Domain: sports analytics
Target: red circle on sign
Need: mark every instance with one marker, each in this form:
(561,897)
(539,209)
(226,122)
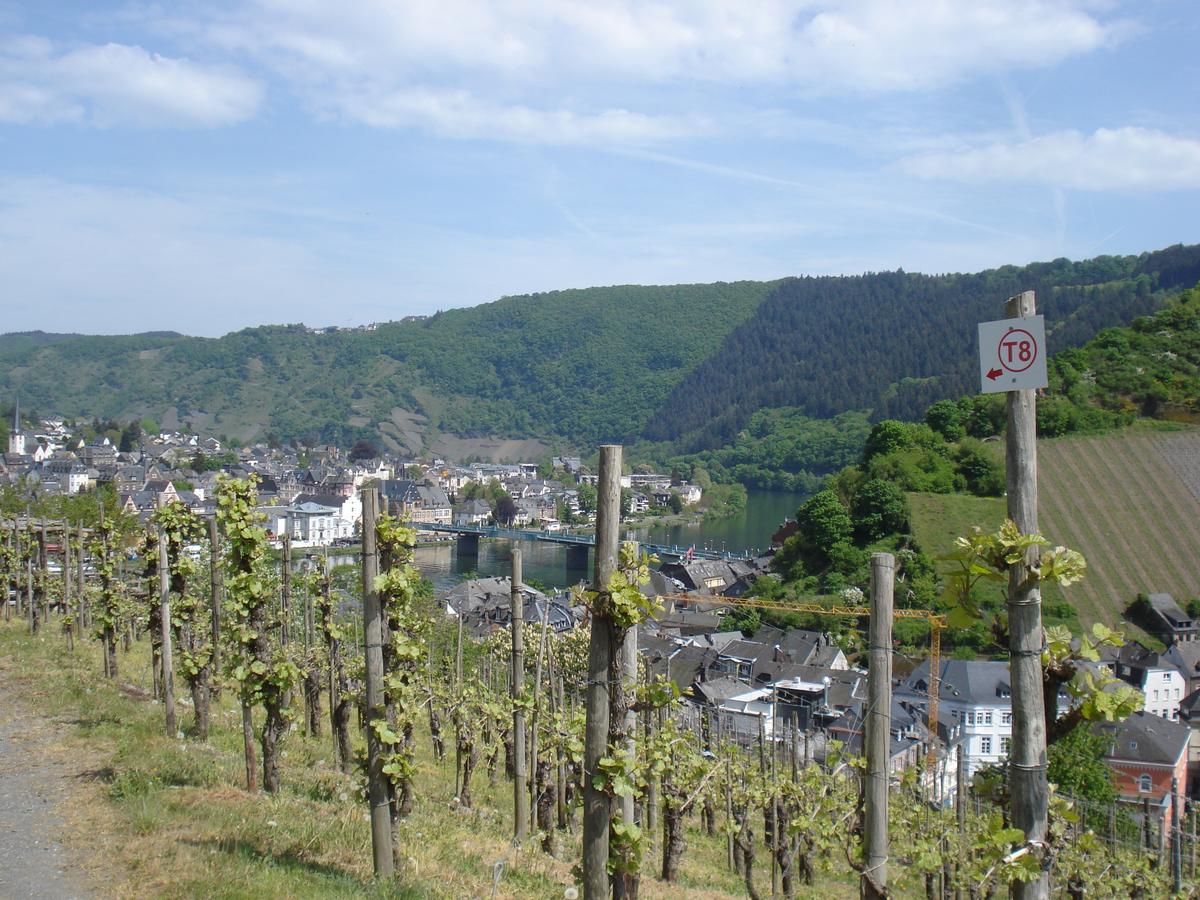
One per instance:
(1018,351)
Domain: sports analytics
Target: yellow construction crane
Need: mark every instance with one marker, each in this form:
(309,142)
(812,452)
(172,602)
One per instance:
(936,623)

==============================

Exercise brief >> Can you copy every line of the items above word for word, leaving out the pictures?

Finished answer >>
Domain: sports analytics
Target: red circle on sign
Need: mark every instance with one marker, each in this form:
(561,897)
(539,209)
(226,122)
One per instance:
(1018,351)
Domain: sports analytics
Target: yellow construction crane
Need: mark every instance with one marker, each in this form:
(309,142)
(812,452)
(172,602)
One per instance:
(936,623)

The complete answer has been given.